MATERIAL FOR THIS EXERCISE
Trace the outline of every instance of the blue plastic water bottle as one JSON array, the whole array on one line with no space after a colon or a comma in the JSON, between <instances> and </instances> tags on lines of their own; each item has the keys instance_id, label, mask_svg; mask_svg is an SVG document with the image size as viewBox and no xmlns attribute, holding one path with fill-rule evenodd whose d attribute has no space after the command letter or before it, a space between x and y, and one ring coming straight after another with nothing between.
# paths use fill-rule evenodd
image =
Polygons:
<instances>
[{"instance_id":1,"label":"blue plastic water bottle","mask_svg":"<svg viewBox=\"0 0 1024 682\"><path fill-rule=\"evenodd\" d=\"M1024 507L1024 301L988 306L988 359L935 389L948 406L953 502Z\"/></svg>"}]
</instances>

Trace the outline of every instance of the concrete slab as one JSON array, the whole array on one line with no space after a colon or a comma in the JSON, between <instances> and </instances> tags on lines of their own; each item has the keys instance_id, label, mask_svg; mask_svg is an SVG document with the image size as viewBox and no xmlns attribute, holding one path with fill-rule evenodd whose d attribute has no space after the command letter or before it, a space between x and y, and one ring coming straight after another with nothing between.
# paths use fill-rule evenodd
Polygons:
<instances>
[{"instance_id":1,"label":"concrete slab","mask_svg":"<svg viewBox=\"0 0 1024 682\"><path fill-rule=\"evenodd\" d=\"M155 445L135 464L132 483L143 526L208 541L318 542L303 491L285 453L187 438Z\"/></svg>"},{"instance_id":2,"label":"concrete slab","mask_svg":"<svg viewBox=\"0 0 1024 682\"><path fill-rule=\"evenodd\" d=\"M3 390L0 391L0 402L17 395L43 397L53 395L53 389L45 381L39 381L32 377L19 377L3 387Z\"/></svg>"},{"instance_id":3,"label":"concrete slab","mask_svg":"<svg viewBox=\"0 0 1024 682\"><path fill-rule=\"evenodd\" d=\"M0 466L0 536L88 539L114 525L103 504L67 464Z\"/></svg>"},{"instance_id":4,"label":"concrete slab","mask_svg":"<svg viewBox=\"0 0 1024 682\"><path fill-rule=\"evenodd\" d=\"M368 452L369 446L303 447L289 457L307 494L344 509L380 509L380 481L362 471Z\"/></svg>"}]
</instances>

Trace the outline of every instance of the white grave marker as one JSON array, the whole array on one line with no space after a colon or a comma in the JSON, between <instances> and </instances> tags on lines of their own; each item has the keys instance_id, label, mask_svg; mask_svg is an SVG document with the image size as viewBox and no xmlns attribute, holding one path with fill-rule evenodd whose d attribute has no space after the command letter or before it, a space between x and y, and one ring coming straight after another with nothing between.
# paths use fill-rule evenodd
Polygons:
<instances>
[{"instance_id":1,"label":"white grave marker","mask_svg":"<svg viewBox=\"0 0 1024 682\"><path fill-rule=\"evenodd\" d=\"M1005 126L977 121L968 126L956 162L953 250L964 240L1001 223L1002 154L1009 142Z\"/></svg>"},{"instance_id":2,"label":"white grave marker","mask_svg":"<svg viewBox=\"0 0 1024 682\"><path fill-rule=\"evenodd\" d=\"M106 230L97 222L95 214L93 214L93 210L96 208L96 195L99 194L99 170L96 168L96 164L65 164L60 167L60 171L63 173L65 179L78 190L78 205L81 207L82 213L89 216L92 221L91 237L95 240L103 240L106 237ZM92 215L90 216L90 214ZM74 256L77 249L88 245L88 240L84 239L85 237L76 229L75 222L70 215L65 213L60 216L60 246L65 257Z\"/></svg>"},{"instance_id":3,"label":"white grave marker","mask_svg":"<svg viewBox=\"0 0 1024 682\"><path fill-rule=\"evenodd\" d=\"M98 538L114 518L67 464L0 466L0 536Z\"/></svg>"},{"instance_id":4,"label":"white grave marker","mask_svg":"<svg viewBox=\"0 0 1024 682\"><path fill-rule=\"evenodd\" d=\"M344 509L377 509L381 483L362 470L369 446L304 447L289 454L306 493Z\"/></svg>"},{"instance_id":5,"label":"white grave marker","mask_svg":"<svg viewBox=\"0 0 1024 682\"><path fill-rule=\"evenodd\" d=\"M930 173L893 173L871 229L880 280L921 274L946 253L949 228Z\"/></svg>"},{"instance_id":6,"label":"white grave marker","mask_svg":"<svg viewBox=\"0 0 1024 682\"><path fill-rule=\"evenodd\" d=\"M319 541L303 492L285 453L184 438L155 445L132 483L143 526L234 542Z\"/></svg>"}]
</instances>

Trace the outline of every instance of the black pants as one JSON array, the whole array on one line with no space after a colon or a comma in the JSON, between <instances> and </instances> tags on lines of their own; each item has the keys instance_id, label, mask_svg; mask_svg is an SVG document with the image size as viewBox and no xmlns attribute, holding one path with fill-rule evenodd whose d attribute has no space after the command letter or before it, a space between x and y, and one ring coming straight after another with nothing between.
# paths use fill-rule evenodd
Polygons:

WHAT YOU NEED TO DO
Copy every item above word for word, from the first line to the last.

ANSWER TO THIS PROBLEM
Trace the outline of every instance of the blue plastic water bottle as one JSON array, the whole array on one line with no space after a colon or a comma in the JSON, between <instances> and </instances> tags on lines of their own; each item has the keys instance_id, label, mask_svg; mask_svg is an SVG document with the image size as viewBox and no xmlns attribute, holding one path with fill-rule evenodd whose d attribute has no space after the command letter or before it, a space between x and y, and one ring coming straight after another with nothing between.
# paths use fill-rule evenodd
image =
Polygons:
<instances>
[{"instance_id":1,"label":"blue plastic water bottle","mask_svg":"<svg viewBox=\"0 0 1024 682\"><path fill-rule=\"evenodd\" d=\"M1024 507L1024 301L988 306L988 359L935 389L948 406L953 502Z\"/></svg>"}]
</instances>

Trace the outline of every instance of the concrete slab as one JSON array, the whole array on one line with no space after a colon or a comma in the JSON, between <instances> and </instances> tags on lines of their own; each item has the keys instance_id, label, mask_svg; mask_svg is an SVG document with the image size as viewBox and no xmlns attribute, holding one path with fill-rule evenodd whose d attribute has no space after the command letter or before it, a space between x and y, and one ring coming straight after another with nothing between.
# paths use fill-rule evenodd
Polygons:
<instances>
[{"instance_id":1,"label":"concrete slab","mask_svg":"<svg viewBox=\"0 0 1024 682\"><path fill-rule=\"evenodd\" d=\"M155 445L135 464L132 483L143 526L208 541L318 542L303 491L285 453L187 438Z\"/></svg>"},{"instance_id":2,"label":"concrete slab","mask_svg":"<svg viewBox=\"0 0 1024 682\"><path fill-rule=\"evenodd\" d=\"M3 390L0 391L0 402L17 395L43 397L53 395L53 389L45 381L39 381L32 377L19 377L3 387Z\"/></svg>"},{"instance_id":3,"label":"concrete slab","mask_svg":"<svg viewBox=\"0 0 1024 682\"><path fill-rule=\"evenodd\" d=\"M0 466L0 536L88 539L114 525L103 504L67 464Z\"/></svg>"},{"instance_id":4,"label":"concrete slab","mask_svg":"<svg viewBox=\"0 0 1024 682\"><path fill-rule=\"evenodd\" d=\"M368 452L369 446L303 447L289 457L307 494L344 509L380 509L380 481L362 471Z\"/></svg>"}]
</instances>

Trace the outline of every instance of the white grave marker as one JSON array, the whole array on one line with no space after a colon or a comma in the JSON, between <instances> and </instances> tags on lines of their own; each item has the keys instance_id, label, mask_svg; mask_svg is an SVG document with the image size as viewBox and no xmlns attribute, holding one path with fill-rule evenodd whose d attribute has no space after the command letter or before it, a space between x and y, and one ring coming straight after another with nothing between.
# paths use fill-rule evenodd
Polygons:
<instances>
[{"instance_id":1,"label":"white grave marker","mask_svg":"<svg viewBox=\"0 0 1024 682\"><path fill-rule=\"evenodd\" d=\"M1005 126L977 121L968 126L956 162L953 250L964 240L1001 223L1002 154L1009 142Z\"/></svg>"},{"instance_id":2,"label":"white grave marker","mask_svg":"<svg viewBox=\"0 0 1024 682\"><path fill-rule=\"evenodd\" d=\"M106 230L97 222L95 214L93 214L93 210L96 208L96 195L99 194L99 170L96 168L96 164L65 164L60 167L60 171L63 173L65 179L78 190L78 205L81 207L82 213L89 216L92 221L91 237L95 240L103 240L106 237ZM92 215L90 216L90 214ZM74 256L77 249L88 245L88 240L84 239L85 237L76 229L75 222L70 215L65 213L60 216L60 246L65 257Z\"/></svg>"},{"instance_id":3,"label":"white grave marker","mask_svg":"<svg viewBox=\"0 0 1024 682\"><path fill-rule=\"evenodd\" d=\"M98 538L114 518L67 464L0 466L0 536Z\"/></svg>"},{"instance_id":4,"label":"white grave marker","mask_svg":"<svg viewBox=\"0 0 1024 682\"><path fill-rule=\"evenodd\" d=\"M344 509L377 509L381 483L362 470L369 446L304 447L289 454L306 493Z\"/></svg>"},{"instance_id":5,"label":"white grave marker","mask_svg":"<svg viewBox=\"0 0 1024 682\"><path fill-rule=\"evenodd\" d=\"M930 173L893 173L871 229L880 280L921 274L946 253L949 228Z\"/></svg>"},{"instance_id":6,"label":"white grave marker","mask_svg":"<svg viewBox=\"0 0 1024 682\"><path fill-rule=\"evenodd\" d=\"M319 541L303 492L285 453L184 438L155 445L132 483L143 526L234 542Z\"/></svg>"}]
</instances>

Trace the outline of every instance of the black pants as one JSON array, the whole array on one line with no space after a colon or a comma in the JSON, between <instances> and </instances> tags on lines of their own; each item has the keys instance_id, label, mask_svg; mask_svg is an SVG document with the image size as viewBox and no xmlns attribute, holding one path with fill-rule evenodd whose d attribute has no space after the command letter or before it, a space between x and y, and one ring coming straight after another with nothing between.
# paths use fill-rule evenodd
Polygons:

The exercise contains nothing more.